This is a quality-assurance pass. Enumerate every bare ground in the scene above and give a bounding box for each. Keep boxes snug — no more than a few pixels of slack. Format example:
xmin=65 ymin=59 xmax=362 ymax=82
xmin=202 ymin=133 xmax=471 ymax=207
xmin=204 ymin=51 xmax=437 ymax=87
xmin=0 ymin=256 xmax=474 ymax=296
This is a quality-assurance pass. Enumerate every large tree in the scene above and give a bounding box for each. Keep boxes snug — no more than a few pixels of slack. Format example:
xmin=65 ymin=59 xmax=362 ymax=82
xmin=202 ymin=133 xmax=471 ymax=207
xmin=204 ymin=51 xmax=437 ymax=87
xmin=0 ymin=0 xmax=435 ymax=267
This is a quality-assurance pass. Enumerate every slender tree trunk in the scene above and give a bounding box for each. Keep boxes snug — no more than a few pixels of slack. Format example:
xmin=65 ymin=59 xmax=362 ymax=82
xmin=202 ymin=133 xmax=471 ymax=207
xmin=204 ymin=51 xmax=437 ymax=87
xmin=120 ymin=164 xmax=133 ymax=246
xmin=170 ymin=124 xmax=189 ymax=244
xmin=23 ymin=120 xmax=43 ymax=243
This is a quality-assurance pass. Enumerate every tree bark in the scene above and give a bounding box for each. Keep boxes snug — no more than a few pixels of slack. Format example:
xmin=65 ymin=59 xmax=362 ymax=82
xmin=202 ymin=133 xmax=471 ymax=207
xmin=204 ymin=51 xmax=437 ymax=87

= = = =

**Work to complete**
Find every line in the data above that contains the string "bark", treating uppercase and lowercase as different, and copy each of those lines.

**Response**
This is a quality-assurance pass. Enumerate every tree bark in the scene above and give a bounding box for each. Keep boxes snug — no more than a few pixels of slack. Format example:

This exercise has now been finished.